_Exercise brief_.
Reproduce every one of the items below verbatim, keeping each line unchanged.

[Dataset items about object locations]
───

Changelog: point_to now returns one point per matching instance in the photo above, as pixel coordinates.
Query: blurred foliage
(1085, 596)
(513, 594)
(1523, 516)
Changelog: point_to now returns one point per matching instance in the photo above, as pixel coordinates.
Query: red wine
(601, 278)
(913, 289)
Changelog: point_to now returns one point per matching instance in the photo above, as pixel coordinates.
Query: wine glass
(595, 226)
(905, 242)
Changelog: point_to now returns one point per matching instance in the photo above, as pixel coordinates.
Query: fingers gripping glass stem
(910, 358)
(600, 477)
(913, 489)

───

_Response to the exercise_.
Changelog: point_to now returns one point per matching instance in the photo above, as pixel coordinates.
Query: blurred foliage
(1085, 596)
(513, 594)
(1523, 516)
Changelog: point_to now returns one point per matching instance in the photo above, as pixel coordinates.
Query: red wine
(601, 278)
(913, 289)
Changelog: point_to now returns one point per matching instance in the photo above, as pixel coordinates.
Query: wine glass
(595, 226)
(905, 242)
Changelog: point_to now returns one point per matching instance in the photo above, as pixel coordinates.
Query: fingers gripping glass stem
(910, 358)
(600, 477)
(913, 489)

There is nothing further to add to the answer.